# [DESCRIPTION OF THE TASK]
Duplicate every line of the records below without changing anything.

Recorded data
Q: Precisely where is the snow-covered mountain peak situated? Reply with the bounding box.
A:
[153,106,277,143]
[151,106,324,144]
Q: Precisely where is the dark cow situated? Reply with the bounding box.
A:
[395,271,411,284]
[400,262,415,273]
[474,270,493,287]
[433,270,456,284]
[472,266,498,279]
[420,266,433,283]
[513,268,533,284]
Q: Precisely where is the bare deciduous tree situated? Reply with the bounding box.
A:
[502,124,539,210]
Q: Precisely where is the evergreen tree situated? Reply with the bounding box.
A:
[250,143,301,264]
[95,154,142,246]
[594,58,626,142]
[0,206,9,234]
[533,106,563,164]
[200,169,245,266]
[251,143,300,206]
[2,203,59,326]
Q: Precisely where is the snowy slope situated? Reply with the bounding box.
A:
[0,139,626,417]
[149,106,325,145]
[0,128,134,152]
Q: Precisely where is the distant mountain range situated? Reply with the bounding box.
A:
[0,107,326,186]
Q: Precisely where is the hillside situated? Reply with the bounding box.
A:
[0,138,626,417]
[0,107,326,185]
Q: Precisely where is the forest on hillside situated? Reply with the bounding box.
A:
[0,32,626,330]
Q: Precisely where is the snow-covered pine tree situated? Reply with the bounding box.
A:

# [FULL SOLUTION]
Q: Precisely where is the snow-covered mountain peak situated? Reply with the bounding box.
A:
[153,106,277,143]
[151,106,324,144]
Q: Precisely where is the dark cow situated? Reply with the bounding box.
A:
[395,271,411,284]
[400,262,415,273]
[474,270,493,287]
[433,270,456,284]
[472,266,498,279]
[420,266,433,283]
[513,268,533,284]
Q: Precisely where is the bare deciduous tree situated? Reply with the bounding box.
A:
[502,124,539,210]
Q: Precisely where is the evergreen tree situated? Reply with the bounding box.
A:
[250,143,301,264]
[95,154,142,246]
[594,58,626,142]
[0,206,9,234]
[533,106,563,164]
[200,169,245,266]
[251,143,300,206]
[2,203,59,326]
Q: Precisely where is the snowy slope situated? Reply with the bounding box.
A:
[0,139,626,417]
[149,106,325,145]
[0,128,134,152]
Q: Precisely where is the distant mountain range situated? Reply with the bounding box.
A:
[0,107,326,186]
Q: Precisely where is the hillside situated? Reply with the bounding box.
A:
[0,138,626,417]
[0,107,326,185]
Q: Precisely where is the forest on hillside situated? Reply with the bounding box.
A:
[0,32,626,330]
Q: Precisely where is the snow-covered pine tree situated? Reply with the bounding box.
A:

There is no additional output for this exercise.